What Is Product Analytics?
Product Analytics Definition
Product analytics is the process used to understand how customers engage with digital products. It is a framework for putting customers at the core of a business by analyzing behavioral data, identifying opportunities for conversion, and creating impactful digital experiences that bring about high customer lifetime value.
Product analytics lets your team track, visualize, and analyze real-time engagement and behavioral data so you can optimize your complete customer journey. You can go beyond vanity metrics and tie every step of the customer lifecycle to a concrete data point—empowering your team to improve the digital experience, win customer loyalty, and tie digital bets to business impact.
Learn more about mapping the digital customer journey with the Amplitude Behavioral Graph.
Why Is Product Analytics Important?
Business leaders must adopt a digital-first approach to maintain a competitive advantage and attract and retain customers. This mindset is a shift from simply getting customers in the door and instead focuses on creating a digital experience that will bring value to the customer.

·····

■ Questions:
**A)** Translate this sentence from the product analytics text into Spanish: "Business leaders must adopt a digital-first approach to maintain a competitive advantage and attract and retain customers."
**B)** Please copy everything in the product analytics text from "Product Analytics Definition" down to "Product Analytics Important?".

·····

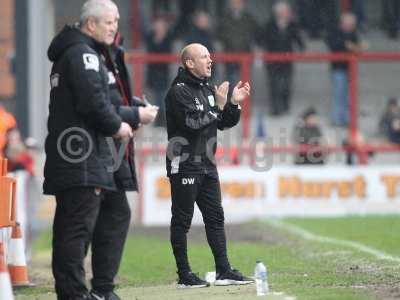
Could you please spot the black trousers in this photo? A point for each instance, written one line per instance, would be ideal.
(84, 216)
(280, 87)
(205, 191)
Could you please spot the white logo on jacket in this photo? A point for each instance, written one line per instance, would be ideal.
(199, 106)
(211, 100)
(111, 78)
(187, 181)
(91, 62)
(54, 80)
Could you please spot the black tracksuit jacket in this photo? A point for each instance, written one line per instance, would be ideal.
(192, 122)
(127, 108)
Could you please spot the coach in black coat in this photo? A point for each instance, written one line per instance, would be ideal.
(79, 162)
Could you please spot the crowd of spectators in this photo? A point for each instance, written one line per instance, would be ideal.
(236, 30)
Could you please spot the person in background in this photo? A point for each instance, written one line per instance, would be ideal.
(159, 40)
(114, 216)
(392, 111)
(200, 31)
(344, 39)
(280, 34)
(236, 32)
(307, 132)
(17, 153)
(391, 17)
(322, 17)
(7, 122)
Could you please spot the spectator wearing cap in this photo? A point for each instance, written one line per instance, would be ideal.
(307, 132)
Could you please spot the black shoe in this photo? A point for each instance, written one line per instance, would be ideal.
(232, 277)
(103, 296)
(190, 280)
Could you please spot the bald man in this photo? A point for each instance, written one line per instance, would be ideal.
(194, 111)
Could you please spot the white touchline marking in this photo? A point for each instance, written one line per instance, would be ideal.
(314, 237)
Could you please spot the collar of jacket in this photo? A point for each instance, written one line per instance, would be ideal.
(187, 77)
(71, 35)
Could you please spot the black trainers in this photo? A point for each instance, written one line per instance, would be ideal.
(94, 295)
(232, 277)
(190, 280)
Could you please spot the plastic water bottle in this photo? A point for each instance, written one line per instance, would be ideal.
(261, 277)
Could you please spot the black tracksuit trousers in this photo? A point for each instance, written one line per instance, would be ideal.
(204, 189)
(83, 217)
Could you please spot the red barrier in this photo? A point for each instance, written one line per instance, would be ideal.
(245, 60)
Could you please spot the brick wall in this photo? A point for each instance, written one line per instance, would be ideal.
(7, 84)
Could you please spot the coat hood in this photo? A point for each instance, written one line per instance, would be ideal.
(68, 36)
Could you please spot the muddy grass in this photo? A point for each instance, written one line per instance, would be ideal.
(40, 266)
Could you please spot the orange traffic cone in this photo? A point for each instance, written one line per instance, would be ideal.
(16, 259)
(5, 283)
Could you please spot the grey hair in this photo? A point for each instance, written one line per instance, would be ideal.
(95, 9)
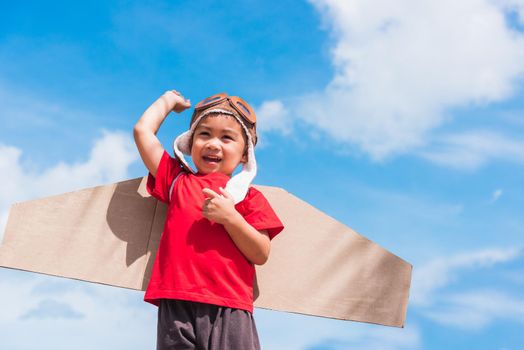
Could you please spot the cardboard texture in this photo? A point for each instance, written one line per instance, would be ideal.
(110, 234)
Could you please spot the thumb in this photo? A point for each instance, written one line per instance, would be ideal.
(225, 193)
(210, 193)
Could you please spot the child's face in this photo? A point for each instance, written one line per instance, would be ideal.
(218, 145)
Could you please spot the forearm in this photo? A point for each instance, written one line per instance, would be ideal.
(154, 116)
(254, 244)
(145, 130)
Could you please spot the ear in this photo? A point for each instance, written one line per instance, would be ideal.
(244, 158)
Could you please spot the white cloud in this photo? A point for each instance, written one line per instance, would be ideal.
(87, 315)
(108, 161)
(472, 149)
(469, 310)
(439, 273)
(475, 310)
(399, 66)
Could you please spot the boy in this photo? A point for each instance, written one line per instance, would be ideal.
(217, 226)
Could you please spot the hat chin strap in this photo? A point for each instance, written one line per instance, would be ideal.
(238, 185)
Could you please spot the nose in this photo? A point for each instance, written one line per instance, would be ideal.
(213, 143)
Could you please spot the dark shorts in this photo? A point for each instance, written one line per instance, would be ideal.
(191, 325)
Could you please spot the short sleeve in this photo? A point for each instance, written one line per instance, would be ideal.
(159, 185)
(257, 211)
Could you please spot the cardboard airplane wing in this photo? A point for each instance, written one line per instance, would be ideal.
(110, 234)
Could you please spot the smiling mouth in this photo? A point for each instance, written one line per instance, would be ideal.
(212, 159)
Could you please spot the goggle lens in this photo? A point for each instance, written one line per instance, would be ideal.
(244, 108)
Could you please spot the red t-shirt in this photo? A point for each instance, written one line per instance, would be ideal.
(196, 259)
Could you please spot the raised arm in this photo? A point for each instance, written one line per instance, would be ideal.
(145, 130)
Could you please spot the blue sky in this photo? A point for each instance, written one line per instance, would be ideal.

·····

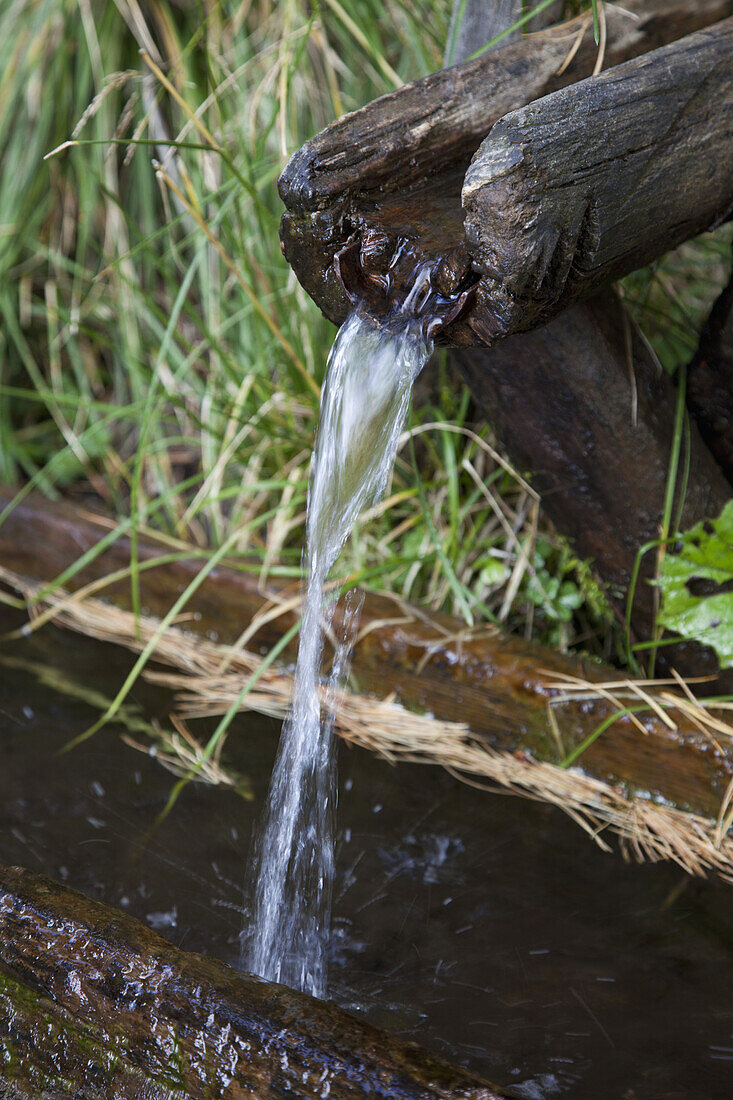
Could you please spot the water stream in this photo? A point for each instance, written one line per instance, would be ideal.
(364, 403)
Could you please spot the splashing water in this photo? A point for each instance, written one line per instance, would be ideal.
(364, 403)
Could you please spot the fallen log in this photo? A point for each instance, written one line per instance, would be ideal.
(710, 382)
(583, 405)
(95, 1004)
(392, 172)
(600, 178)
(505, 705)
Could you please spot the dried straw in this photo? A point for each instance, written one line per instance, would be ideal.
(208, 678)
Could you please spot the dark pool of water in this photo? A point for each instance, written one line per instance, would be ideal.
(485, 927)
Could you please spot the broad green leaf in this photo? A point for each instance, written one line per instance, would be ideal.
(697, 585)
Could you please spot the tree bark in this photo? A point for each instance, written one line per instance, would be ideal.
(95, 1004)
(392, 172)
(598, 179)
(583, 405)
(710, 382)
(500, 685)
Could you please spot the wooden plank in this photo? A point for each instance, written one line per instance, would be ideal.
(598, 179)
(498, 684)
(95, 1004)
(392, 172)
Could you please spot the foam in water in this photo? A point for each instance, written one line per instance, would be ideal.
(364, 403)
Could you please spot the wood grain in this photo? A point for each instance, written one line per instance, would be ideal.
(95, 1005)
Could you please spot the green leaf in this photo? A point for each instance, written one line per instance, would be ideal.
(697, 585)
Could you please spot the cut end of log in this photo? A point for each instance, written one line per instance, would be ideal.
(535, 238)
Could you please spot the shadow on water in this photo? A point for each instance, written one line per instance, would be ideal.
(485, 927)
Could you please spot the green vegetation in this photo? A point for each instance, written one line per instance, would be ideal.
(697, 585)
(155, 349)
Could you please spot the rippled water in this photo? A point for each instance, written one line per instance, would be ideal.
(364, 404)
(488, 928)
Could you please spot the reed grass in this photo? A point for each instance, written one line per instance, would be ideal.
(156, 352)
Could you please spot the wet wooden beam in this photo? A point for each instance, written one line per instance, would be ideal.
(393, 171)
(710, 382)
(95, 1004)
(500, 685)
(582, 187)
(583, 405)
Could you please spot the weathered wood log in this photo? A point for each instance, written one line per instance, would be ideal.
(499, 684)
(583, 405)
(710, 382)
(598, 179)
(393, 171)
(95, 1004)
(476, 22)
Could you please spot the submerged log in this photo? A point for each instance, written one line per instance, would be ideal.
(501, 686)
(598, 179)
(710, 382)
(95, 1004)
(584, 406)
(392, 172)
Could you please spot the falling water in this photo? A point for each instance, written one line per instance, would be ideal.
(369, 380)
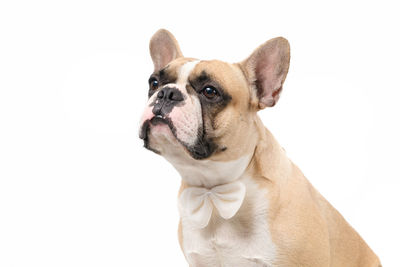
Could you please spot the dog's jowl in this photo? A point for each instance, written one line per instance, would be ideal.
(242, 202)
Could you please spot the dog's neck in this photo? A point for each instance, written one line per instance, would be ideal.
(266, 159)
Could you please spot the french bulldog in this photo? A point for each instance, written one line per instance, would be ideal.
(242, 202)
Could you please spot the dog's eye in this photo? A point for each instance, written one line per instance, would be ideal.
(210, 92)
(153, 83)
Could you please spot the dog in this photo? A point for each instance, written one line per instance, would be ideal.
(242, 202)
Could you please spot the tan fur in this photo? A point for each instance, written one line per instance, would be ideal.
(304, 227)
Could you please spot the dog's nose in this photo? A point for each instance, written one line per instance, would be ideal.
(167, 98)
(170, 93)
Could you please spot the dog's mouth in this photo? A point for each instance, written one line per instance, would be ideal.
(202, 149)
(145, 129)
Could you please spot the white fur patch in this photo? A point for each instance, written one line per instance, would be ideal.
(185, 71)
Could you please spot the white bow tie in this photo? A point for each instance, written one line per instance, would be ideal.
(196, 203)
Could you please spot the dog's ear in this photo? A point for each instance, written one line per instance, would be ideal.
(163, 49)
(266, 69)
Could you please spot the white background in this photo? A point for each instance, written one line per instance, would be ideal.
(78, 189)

·····

■ Solution set:
**A)** Los líderes empresariales deben adoptar un enfoque que priorice lo digital para mantener una ventaja competitiva y atraer y retener clientes.

**B)**
Product Analytics Definition
Product analytics is the process used to understand how customers engage with digital products. It is a framework for putting customers at the core of a business by analyzing behavioral data, identifying opportunities for conversion, and creating impactful digital experiences that bring about high customer lifetime value.
Product analytics lets your team track, visualize, and analyze real-time engagement and behavioral data so you can optimize your complete customer journey. You can go beyond vanity metrics and tie every step of the customer lifecycle to a concrete data point—empowering your team to improve the digital experience, win customer loyalty, and tie digital bets to business impact.
Learn more about mapping the digital customer journey with the Amplitude Behavioral Graph.
Why Is Product Analytics Important?